(Records from a data source)

________

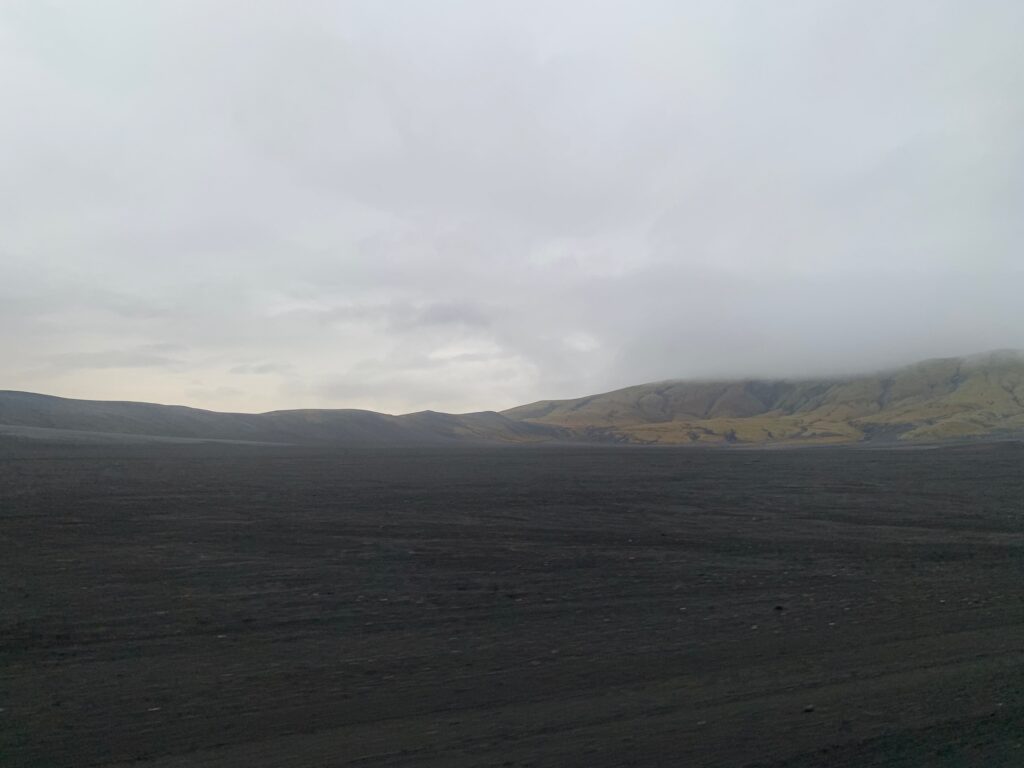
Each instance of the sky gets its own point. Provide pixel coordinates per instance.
(459, 206)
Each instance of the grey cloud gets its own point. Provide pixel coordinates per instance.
(115, 358)
(455, 205)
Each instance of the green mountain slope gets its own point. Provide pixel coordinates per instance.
(976, 397)
(941, 399)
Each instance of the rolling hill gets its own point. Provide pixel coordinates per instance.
(941, 399)
(956, 398)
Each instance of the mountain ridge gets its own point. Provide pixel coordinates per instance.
(951, 398)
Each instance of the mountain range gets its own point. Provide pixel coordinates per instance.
(954, 398)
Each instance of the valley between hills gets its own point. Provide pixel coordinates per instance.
(978, 397)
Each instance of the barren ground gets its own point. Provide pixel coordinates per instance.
(228, 605)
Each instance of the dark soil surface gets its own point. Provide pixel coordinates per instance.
(228, 605)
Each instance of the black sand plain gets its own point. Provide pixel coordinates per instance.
(227, 605)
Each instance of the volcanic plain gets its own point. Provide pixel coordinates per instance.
(169, 605)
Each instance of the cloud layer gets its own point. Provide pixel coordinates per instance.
(460, 205)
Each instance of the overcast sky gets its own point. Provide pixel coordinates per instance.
(471, 205)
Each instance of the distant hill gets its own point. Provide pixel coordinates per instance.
(979, 397)
(26, 410)
(941, 399)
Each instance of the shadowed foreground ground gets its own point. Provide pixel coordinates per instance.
(201, 605)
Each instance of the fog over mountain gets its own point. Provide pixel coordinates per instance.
(249, 206)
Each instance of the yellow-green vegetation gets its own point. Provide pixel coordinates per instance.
(943, 399)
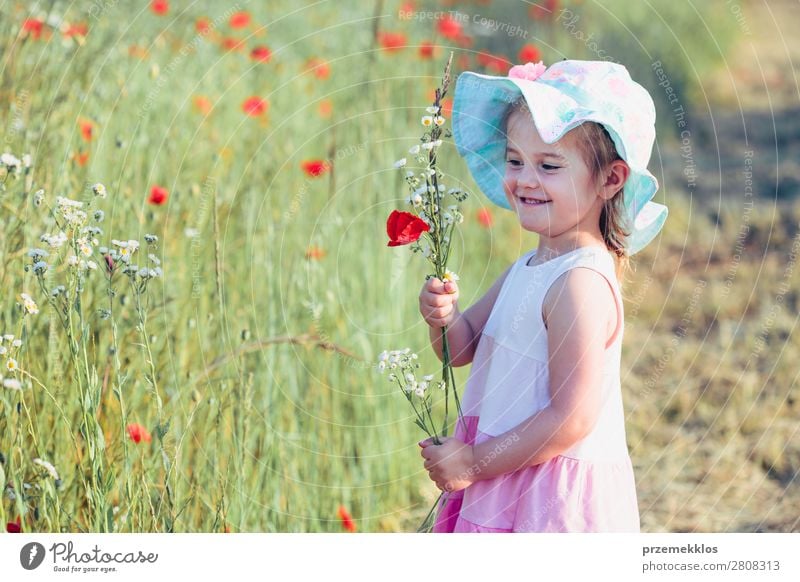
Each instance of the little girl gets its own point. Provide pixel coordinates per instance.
(542, 444)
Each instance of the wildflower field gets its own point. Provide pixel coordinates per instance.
(196, 282)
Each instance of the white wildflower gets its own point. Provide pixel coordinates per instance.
(12, 384)
(99, 190)
(28, 304)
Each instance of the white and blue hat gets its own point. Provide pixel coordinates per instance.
(560, 98)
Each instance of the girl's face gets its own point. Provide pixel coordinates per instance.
(550, 187)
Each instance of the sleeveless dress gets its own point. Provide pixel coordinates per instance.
(588, 488)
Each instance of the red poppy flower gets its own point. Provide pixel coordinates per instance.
(232, 44)
(160, 7)
(320, 68)
(79, 29)
(86, 130)
(33, 27)
(325, 108)
(528, 54)
(404, 228)
(347, 520)
(202, 25)
(485, 217)
(315, 252)
(261, 54)
(239, 19)
(254, 106)
(158, 195)
(392, 41)
(315, 168)
(138, 433)
(426, 50)
(449, 27)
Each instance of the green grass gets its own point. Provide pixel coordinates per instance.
(273, 415)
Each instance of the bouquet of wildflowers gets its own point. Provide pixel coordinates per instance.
(427, 227)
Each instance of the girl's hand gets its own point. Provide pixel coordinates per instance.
(451, 465)
(437, 302)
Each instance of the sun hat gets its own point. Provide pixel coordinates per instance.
(560, 98)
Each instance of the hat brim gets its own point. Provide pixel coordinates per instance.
(479, 107)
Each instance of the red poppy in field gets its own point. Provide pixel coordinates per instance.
(158, 195)
(404, 228)
(528, 54)
(347, 520)
(86, 129)
(314, 252)
(230, 43)
(325, 108)
(315, 168)
(494, 63)
(449, 27)
(320, 68)
(78, 29)
(261, 54)
(392, 41)
(254, 106)
(160, 7)
(33, 27)
(138, 433)
(81, 158)
(202, 25)
(240, 19)
(426, 50)
(485, 218)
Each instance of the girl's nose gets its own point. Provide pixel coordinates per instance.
(528, 177)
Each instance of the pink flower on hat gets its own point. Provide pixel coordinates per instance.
(529, 71)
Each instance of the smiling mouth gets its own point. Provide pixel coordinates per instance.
(532, 201)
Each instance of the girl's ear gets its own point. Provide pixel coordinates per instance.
(616, 175)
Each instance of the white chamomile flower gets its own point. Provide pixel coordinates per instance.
(29, 304)
(449, 276)
(99, 190)
(12, 384)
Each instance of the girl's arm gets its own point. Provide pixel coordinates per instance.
(465, 330)
(580, 315)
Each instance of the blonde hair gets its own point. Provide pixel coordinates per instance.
(598, 151)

________

* WORK TO COMPLETE *
Rewrite the records above with "gets its own point" changed to "should be marked with one point" everywhere and nothing else altered. Omit the pictures from your answer.

* SOLVED EXERCISE *
Each instance of the sky should be marked with one point. Provide pixel coordinates per instance.
(459, 206)
Each instance of the grey cloud should be marked with one point. Provide pixel coordinates per instance.
(115, 358)
(455, 205)
Each instance of the green mountain slope should be marked with one point. Provide pixel coordinates per instance.
(976, 397)
(941, 399)
Each instance of the rolling hill should be marked with one point. Provide pixel coordinates per instance.
(941, 399)
(956, 398)
Each instance of the mountain ridge should be marked with one point. Provide pixel coordinates per instance.
(951, 398)
Each instance of the mountain range should be marked with one point. Provide pixel coordinates per instance.
(954, 398)
Each instance of the valley between hills should be marked with one point. Provide pixel coordinates per instance.
(978, 397)
Each instance of the barren ground should be marked with one point. Provide pixel coordinates per instance.
(228, 605)
Each instance of the dark soil surface should be marked with one point. Provide pixel coordinates per instance.
(228, 605)
Each instance of the black sand plain should be marked with one point. Provide pixel coordinates per instance.
(227, 605)
Each instance of the volcanic plain should be marked with one point. Provide pixel coordinates per instance.
(169, 605)
Each instance of the cloud layer should be marked with one point. Provide pixel coordinates per instance.
(460, 205)
Each instance of the overcast sky should be marked with one point. Provide pixel coordinates per instance.
(471, 205)
Each instance of the distant hill should be marked with one point. Provide pixel coordinates per instance.
(979, 397)
(26, 410)
(941, 399)
Each instance of the shadowed foreground ground should be marked with one point. Provide pixel coordinates per instance.
(201, 605)
Each instance of the fog over mountain should be marked with one point. Provide pixel coordinates per instance.
(249, 206)
Each instance of the yellow-green vegetation should be marked with one point. Provide pixel coordinates per instance.
(943, 399)
Each instance of the little girl should be marked with one point. Provide pixel coordinates per instance.
(542, 444)
Each instance of the wildflower field should be marked with one point. Provide pixel coordinates per instance.
(196, 282)
Each instance of the white wildflower should be marked with one point. Provide pixel coordinates per instance.
(12, 384)
(99, 190)
(28, 304)
Each instance of the white and blue hat should be marked with one point. Provide pixel coordinates per instance.
(560, 98)
Each instance of the girl's face should be marked with one point. Provide pixel coordinates per instance.
(550, 187)
Each instance of the sleeveless dress should be marked with one point. Provide pixel coordinates per instance.
(588, 488)
Each instance of the red poppy flower should be marked with one point. Provide pixel coordinates per instance.
(232, 44)
(160, 7)
(320, 68)
(79, 29)
(86, 130)
(33, 27)
(325, 108)
(528, 54)
(404, 228)
(347, 520)
(202, 25)
(485, 217)
(315, 252)
(261, 54)
(239, 19)
(254, 106)
(158, 195)
(392, 41)
(315, 168)
(138, 433)
(426, 50)
(449, 27)
Each instance of the green grass should be marked with one point. Provide pixel coordinates per instance.
(273, 415)
Each instance of the bouquet of wildflowers should be marked with one point. Provide pixel coordinates per instance.
(427, 227)
Each instance of the girl's hand should be marked with one point. Provide pixel coordinates per instance.
(451, 465)
(437, 302)
Each instance of the sun hat should be marked with one point. Provide pixel coordinates per instance.
(560, 98)
Each instance of the hat brim should be marked with one point. Provide pixel coordinates per instance.
(479, 107)
Each instance of the red poppy in field should be marked with one point. Provide pixel coordinates per instance.
(158, 195)
(404, 228)
(528, 54)
(347, 520)
(86, 129)
(314, 252)
(230, 43)
(325, 108)
(315, 168)
(494, 63)
(449, 27)
(320, 68)
(78, 29)
(261, 54)
(392, 41)
(254, 106)
(160, 7)
(33, 27)
(138, 433)
(81, 158)
(202, 25)
(240, 19)
(426, 50)
(485, 218)
Each instance of the girl's nose should be marked with one point. Provide pixel coordinates per instance.
(528, 177)
Each instance of the pink flower on hat should be marked with one point. Provide pixel coordinates per instance.
(529, 71)
Each instance of the smiling mouth should be marked with one point. Provide pixel coordinates per instance.
(532, 201)
Each instance of the girl's ear should be marked with one point. Provide pixel coordinates per instance.
(616, 175)
Each instance of the white chamomile flower should be marked with one point. Provide pixel coordinates per instance.
(29, 304)
(449, 276)
(99, 190)
(12, 384)
Each instance of the girl's arm should be marked with one point. Provide pixel coordinates per instance.
(465, 330)
(580, 315)
Each instance of the blonde hair should be marked with one point. Provide pixel coordinates per instance.
(598, 151)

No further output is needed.